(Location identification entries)
>> BEGIN

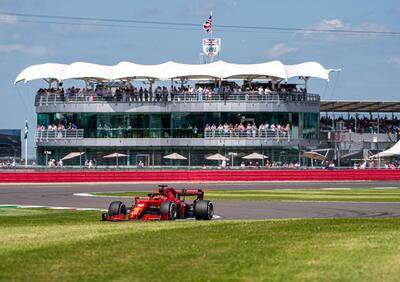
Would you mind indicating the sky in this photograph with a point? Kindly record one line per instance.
(370, 63)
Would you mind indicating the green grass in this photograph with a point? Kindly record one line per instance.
(352, 195)
(62, 245)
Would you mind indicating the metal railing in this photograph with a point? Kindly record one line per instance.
(59, 134)
(63, 134)
(44, 99)
(267, 134)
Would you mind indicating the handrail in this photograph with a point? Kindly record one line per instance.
(45, 99)
(59, 134)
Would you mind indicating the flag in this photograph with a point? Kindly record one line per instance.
(26, 129)
(208, 25)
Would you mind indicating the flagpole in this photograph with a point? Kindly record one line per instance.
(212, 58)
(211, 25)
(26, 142)
(26, 152)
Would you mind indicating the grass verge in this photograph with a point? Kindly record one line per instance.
(51, 245)
(345, 195)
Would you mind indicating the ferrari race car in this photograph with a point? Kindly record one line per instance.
(165, 204)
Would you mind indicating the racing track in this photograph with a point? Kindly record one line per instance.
(62, 195)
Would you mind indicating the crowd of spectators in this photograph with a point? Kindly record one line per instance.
(247, 130)
(362, 125)
(59, 127)
(130, 93)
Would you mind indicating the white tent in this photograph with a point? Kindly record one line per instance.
(393, 151)
(43, 71)
(82, 70)
(171, 70)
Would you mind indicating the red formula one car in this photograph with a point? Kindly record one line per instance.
(165, 204)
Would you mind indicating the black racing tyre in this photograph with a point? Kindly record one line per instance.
(204, 210)
(169, 208)
(116, 208)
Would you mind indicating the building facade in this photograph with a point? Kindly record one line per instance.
(146, 129)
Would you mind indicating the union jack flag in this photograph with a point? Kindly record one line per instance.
(208, 25)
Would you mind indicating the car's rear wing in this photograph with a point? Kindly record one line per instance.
(190, 192)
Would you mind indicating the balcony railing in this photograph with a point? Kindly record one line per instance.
(44, 99)
(59, 134)
(265, 134)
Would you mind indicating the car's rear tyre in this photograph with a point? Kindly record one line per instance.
(204, 210)
(169, 208)
(116, 208)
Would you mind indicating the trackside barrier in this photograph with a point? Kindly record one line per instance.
(199, 175)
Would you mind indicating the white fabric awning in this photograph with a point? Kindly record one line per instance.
(84, 71)
(43, 71)
(173, 70)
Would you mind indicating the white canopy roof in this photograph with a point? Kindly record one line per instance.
(43, 71)
(168, 70)
(393, 151)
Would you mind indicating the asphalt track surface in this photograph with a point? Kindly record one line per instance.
(62, 195)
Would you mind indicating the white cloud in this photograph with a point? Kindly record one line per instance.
(331, 24)
(394, 60)
(18, 48)
(8, 19)
(278, 50)
(342, 37)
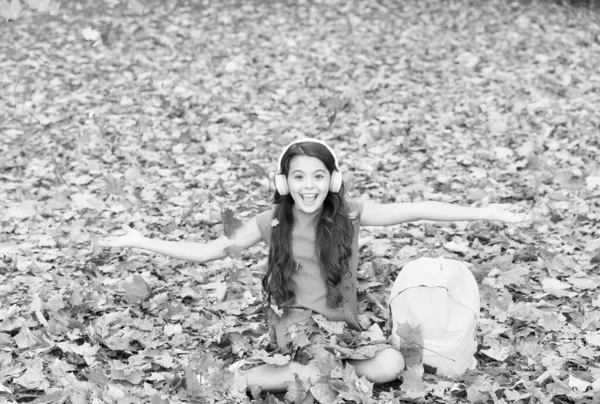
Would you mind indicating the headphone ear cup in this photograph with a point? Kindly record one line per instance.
(281, 184)
(336, 181)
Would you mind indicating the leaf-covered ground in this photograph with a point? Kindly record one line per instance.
(161, 115)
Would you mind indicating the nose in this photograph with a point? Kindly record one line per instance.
(309, 183)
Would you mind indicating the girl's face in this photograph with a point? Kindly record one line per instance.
(308, 180)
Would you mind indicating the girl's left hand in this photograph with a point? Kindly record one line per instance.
(501, 213)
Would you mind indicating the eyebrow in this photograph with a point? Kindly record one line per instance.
(301, 171)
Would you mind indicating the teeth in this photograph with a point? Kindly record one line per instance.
(309, 198)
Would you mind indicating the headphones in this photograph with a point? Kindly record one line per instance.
(336, 176)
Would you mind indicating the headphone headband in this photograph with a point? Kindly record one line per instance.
(307, 140)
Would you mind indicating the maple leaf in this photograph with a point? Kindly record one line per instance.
(332, 327)
(230, 222)
(10, 11)
(411, 343)
(298, 391)
(275, 359)
(136, 289)
(412, 383)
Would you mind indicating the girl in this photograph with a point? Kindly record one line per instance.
(312, 234)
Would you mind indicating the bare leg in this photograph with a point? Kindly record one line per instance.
(277, 378)
(382, 368)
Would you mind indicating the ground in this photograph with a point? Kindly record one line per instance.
(169, 116)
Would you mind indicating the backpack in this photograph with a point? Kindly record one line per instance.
(442, 297)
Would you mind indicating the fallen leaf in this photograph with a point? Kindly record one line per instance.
(136, 289)
(411, 344)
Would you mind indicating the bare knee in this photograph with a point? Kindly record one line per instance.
(383, 368)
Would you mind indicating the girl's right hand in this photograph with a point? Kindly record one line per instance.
(131, 238)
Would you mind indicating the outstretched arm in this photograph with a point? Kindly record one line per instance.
(247, 235)
(376, 214)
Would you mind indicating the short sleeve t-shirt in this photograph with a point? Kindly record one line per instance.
(311, 290)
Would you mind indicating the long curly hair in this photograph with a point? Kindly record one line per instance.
(333, 236)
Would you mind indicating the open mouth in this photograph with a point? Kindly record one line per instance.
(309, 198)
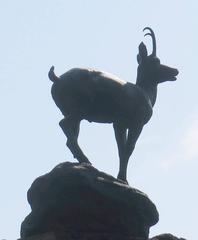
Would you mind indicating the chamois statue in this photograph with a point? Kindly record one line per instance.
(104, 98)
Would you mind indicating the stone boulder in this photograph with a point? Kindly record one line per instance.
(166, 236)
(78, 199)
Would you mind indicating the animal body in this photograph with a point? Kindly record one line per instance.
(100, 97)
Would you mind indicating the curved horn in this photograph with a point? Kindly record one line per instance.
(52, 76)
(153, 39)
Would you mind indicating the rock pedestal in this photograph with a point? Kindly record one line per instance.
(76, 201)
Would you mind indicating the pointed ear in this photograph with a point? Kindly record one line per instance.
(142, 52)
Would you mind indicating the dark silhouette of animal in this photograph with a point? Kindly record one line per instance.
(100, 97)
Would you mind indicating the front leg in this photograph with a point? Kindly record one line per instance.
(133, 134)
(120, 135)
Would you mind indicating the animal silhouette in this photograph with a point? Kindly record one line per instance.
(101, 97)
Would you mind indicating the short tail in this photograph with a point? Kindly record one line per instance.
(52, 76)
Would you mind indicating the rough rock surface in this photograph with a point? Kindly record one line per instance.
(166, 236)
(77, 198)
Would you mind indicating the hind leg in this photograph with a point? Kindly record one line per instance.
(71, 127)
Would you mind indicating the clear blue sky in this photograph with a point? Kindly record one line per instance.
(102, 34)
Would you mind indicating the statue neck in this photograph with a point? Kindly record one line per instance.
(149, 89)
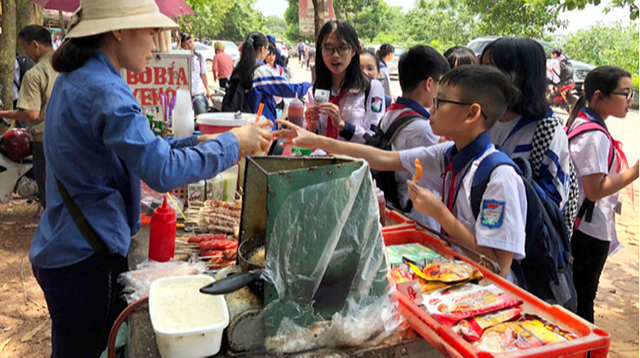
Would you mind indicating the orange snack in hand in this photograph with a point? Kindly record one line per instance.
(418, 173)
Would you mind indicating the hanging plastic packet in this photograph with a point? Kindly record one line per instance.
(473, 328)
(451, 308)
(529, 332)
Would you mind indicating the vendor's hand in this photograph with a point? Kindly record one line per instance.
(425, 201)
(254, 137)
(298, 135)
(205, 137)
(333, 111)
(312, 116)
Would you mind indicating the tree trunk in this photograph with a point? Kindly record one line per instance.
(27, 14)
(318, 15)
(8, 51)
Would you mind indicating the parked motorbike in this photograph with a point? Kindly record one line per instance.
(16, 175)
(564, 95)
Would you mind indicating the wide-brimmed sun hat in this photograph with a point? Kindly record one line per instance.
(95, 17)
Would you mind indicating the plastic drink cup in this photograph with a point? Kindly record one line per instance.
(296, 112)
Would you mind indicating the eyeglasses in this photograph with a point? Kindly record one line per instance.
(341, 50)
(437, 101)
(629, 95)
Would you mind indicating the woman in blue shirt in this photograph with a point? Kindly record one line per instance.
(100, 148)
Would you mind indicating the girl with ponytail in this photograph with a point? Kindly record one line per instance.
(602, 171)
(258, 81)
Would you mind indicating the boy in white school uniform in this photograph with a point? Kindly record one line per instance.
(470, 99)
(420, 71)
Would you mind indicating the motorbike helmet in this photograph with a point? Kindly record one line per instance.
(17, 143)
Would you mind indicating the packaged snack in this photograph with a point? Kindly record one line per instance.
(450, 271)
(529, 332)
(414, 252)
(398, 275)
(450, 308)
(473, 328)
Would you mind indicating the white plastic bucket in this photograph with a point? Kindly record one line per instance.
(178, 311)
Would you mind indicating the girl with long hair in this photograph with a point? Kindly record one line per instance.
(259, 81)
(602, 171)
(356, 102)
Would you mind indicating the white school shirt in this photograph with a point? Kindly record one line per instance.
(416, 134)
(354, 111)
(386, 80)
(590, 155)
(505, 188)
(198, 67)
(554, 172)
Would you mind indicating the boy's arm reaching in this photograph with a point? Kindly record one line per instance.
(378, 159)
(429, 204)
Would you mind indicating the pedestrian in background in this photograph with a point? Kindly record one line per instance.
(222, 65)
(199, 84)
(602, 171)
(33, 98)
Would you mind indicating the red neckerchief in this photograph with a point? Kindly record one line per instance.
(617, 145)
(332, 130)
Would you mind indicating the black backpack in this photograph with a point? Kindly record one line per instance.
(566, 70)
(386, 180)
(547, 270)
(235, 99)
(25, 64)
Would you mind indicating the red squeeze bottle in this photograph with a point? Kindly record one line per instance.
(162, 238)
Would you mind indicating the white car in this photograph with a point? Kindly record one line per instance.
(393, 64)
(284, 50)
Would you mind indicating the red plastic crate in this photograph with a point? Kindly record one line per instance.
(394, 221)
(590, 338)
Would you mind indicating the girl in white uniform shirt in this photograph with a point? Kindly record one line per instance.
(608, 92)
(523, 59)
(348, 115)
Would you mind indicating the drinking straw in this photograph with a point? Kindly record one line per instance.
(259, 112)
(176, 205)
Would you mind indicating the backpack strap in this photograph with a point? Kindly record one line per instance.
(89, 233)
(390, 134)
(483, 175)
(586, 209)
(593, 126)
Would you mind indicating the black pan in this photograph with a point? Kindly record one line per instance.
(250, 276)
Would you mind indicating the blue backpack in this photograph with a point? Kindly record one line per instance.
(546, 271)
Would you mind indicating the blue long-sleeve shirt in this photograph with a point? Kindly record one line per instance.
(98, 144)
(266, 84)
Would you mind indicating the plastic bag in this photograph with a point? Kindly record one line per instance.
(342, 266)
(137, 282)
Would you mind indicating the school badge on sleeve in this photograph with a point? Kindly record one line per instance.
(376, 104)
(492, 213)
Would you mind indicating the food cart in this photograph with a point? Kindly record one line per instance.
(327, 257)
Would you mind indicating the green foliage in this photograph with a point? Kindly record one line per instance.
(580, 4)
(600, 45)
(438, 23)
(276, 26)
(293, 30)
(222, 19)
(515, 17)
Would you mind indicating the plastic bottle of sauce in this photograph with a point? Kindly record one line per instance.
(296, 111)
(381, 205)
(162, 237)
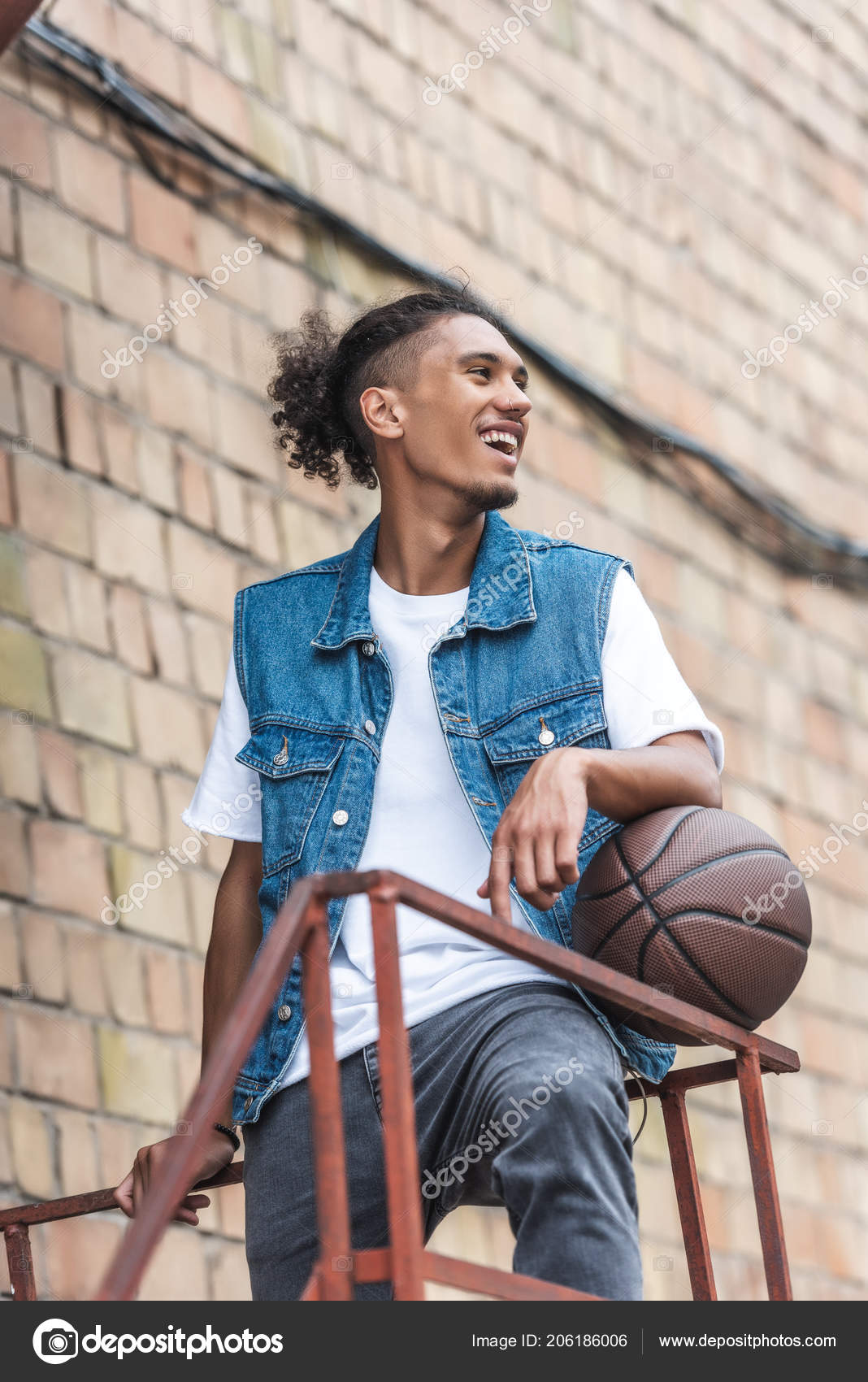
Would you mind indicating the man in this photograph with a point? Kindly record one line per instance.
(477, 708)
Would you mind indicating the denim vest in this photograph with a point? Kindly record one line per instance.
(517, 675)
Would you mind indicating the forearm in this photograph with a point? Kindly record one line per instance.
(235, 936)
(629, 783)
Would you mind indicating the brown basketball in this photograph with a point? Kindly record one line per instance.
(704, 906)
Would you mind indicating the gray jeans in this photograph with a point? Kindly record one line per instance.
(520, 1102)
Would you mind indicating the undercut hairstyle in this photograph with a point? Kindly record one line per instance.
(321, 376)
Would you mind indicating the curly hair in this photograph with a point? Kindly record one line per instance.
(321, 376)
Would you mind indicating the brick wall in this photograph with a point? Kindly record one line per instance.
(651, 191)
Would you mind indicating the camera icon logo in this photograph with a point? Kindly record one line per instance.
(55, 1341)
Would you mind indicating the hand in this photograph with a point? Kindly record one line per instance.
(216, 1154)
(538, 835)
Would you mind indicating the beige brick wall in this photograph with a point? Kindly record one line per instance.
(134, 507)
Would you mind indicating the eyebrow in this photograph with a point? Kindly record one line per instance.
(493, 359)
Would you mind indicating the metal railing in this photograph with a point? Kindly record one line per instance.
(302, 925)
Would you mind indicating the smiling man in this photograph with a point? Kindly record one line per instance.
(489, 764)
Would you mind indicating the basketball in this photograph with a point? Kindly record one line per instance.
(704, 906)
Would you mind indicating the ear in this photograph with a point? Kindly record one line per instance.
(382, 412)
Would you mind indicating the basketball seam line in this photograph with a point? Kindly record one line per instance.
(649, 897)
(718, 858)
(661, 925)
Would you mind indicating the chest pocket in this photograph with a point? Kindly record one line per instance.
(513, 746)
(295, 766)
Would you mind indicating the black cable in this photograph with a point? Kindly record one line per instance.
(763, 520)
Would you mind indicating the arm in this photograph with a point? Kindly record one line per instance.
(538, 835)
(237, 932)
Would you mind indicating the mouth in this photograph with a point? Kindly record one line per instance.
(503, 441)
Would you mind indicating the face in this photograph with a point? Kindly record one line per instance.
(462, 424)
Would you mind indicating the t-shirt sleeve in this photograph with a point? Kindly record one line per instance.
(227, 797)
(644, 695)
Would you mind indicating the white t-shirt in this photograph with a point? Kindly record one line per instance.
(420, 821)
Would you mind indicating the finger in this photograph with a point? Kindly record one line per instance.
(197, 1202)
(499, 880)
(124, 1194)
(524, 867)
(566, 857)
(548, 878)
(137, 1184)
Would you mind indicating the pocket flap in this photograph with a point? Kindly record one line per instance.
(558, 723)
(280, 750)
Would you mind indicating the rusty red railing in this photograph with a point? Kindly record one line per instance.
(302, 925)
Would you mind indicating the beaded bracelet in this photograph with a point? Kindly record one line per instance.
(230, 1133)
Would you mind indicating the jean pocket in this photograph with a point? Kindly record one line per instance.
(372, 1068)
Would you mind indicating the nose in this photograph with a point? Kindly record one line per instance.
(514, 402)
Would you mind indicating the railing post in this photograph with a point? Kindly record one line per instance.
(688, 1194)
(21, 1261)
(762, 1172)
(406, 1230)
(335, 1267)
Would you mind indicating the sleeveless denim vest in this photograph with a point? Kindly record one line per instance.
(524, 654)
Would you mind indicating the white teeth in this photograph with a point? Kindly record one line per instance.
(506, 437)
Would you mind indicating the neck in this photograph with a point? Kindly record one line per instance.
(424, 553)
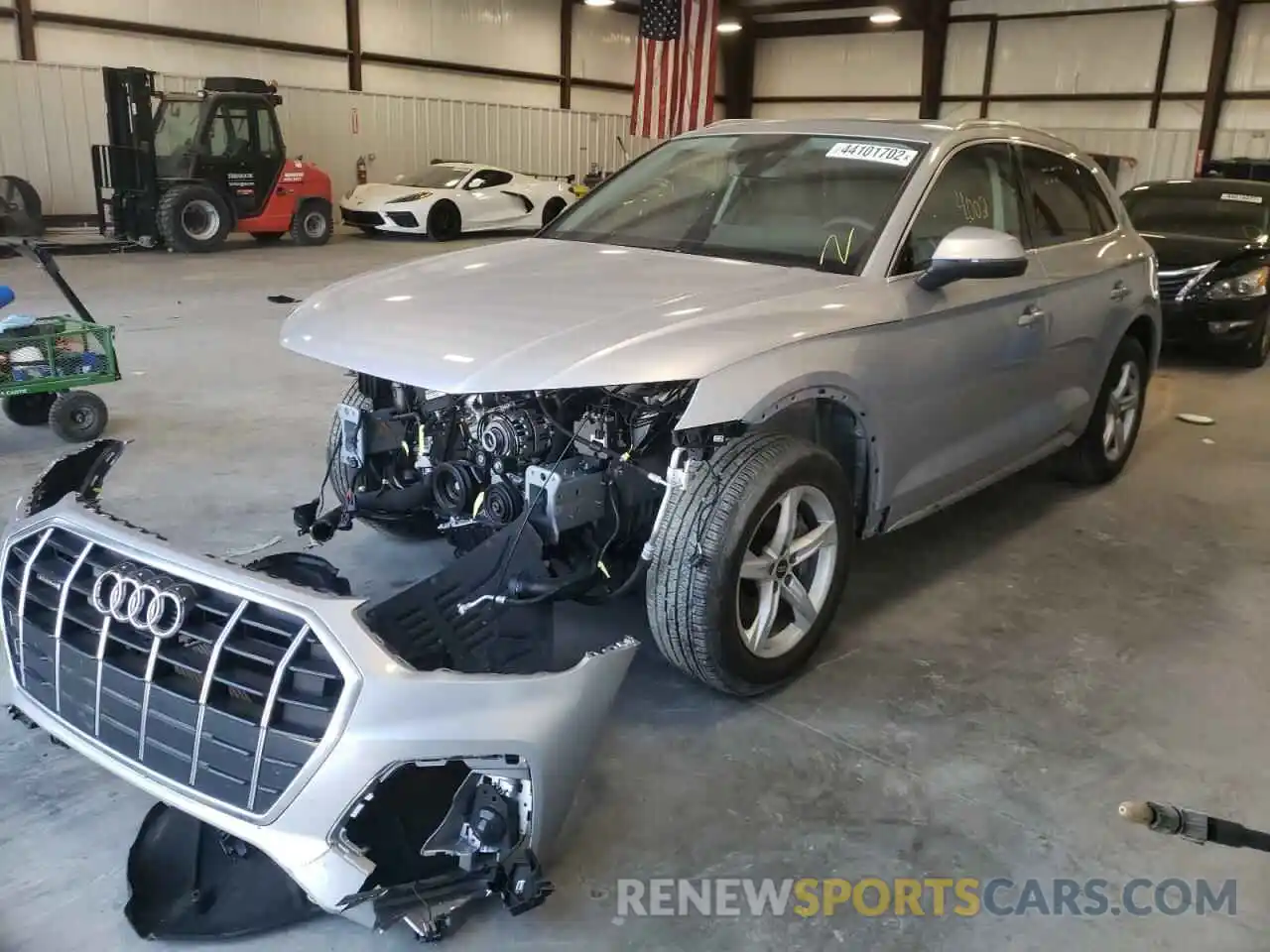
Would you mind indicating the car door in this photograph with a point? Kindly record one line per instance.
(489, 202)
(964, 408)
(1091, 277)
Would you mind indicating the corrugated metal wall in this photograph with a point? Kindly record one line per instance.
(53, 114)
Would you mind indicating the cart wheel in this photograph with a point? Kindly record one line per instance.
(28, 409)
(77, 416)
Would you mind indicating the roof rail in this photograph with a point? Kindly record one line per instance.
(987, 123)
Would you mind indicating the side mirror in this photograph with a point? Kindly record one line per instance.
(973, 253)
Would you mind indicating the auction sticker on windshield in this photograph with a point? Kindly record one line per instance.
(873, 153)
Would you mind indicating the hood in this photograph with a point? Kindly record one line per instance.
(1193, 250)
(540, 313)
(376, 193)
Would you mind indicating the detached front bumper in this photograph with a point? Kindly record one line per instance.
(273, 714)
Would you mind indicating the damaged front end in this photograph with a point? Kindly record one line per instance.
(388, 761)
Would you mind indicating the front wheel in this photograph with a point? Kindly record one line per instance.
(77, 416)
(444, 222)
(752, 562)
(312, 222)
(1103, 448)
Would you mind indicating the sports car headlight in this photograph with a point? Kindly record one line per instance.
(1246, 286)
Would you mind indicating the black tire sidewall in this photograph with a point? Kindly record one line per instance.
(747, 671)
(298, 223)
(63, 421)
(172, 207)
(444, 234)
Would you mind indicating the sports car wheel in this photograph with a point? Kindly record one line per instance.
(752, 562)
(444, 222)
(553, 208)
(1103, 448)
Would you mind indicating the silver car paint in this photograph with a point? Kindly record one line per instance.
(953, 388)
(389, 715)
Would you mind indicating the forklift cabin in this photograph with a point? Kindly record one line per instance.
(202, 164)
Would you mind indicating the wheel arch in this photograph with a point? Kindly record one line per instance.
(826, 409)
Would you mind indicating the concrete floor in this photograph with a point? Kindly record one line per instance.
(1000, 678)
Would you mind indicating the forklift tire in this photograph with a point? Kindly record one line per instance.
(193, 218)
(28, 409)
(312, 222)
(77, 416)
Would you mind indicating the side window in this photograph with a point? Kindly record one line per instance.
(488, 178)
(264, 132)
(1064, 199)
(976, 186)
(229, 135)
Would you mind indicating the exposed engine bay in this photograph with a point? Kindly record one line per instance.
(584, 467)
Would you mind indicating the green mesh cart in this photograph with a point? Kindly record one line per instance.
(46, 361)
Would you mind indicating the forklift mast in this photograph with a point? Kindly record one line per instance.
(125, 171)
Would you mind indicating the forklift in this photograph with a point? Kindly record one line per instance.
(186, 173)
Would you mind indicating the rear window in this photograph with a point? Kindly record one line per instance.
(1232, 213)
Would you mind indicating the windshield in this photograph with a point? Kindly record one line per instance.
(1230, 213)
(176, 127)
(803, 200)
(435, 177)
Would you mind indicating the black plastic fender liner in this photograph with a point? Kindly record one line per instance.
(187, 880)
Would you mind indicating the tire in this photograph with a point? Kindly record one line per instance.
(193, 218)
(312, 223)
(28, 409)
(444, 221)
(1257, 350)
(553, 208)
(1091, 460)
(77, 416)
(697, 598)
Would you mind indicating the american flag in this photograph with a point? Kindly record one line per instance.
(675, 66)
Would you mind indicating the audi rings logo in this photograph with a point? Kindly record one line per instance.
(143, 598)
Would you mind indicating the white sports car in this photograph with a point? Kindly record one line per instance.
(445, 199)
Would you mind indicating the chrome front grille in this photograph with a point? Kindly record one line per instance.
(231, 706)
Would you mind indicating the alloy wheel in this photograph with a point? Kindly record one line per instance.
(1123, 408)
(786, 571)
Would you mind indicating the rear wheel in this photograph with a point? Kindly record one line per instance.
(1257, 350)
(30, 409)
(444, 222)
(751, 565)
(1103, 448)
(193, 218)
(77, 416)
(312, 222)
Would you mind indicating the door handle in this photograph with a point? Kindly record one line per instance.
(1030, 316)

>> END

YOUR OBJECTIVE:
Print the line containing "Would you mind indicating the american" and every line after it to the end of the records above, exactly as written, and nothing else.

THE SOLUTION:
Would you mind indicating the american flag in this photograph with a point? Kindly record one line per instance.
(675, 66)
Would you mind indicating the audi rings logo in this photograph with a point? Kindly record one line per instance.
(143, 598)
Would you mind indicating the white sports car in this photograph with a point? Kindly record one line per instance.
(445, 199)
Would you mind indicating the chrome front grille in this photograph with a point? Kindly record one line per instance.
(231, 706)
Would you mind indicating the alloy wheel in this photograph with a point? Kindly record one line per instance.
(1123, 408)
(786, 571)
Would you mind indicating the rear wheel in this photograph with a point? Kindly record one line per instance.
(1257, 350)
(30, 409)
(444, 222)
(751, 565)
(1103, 448)
(193, 218)
(77, 416)
(312, 222)
Would you mind indicating the door handle in this photograph with a point? Kindly record one line per instance.
(1030, 316)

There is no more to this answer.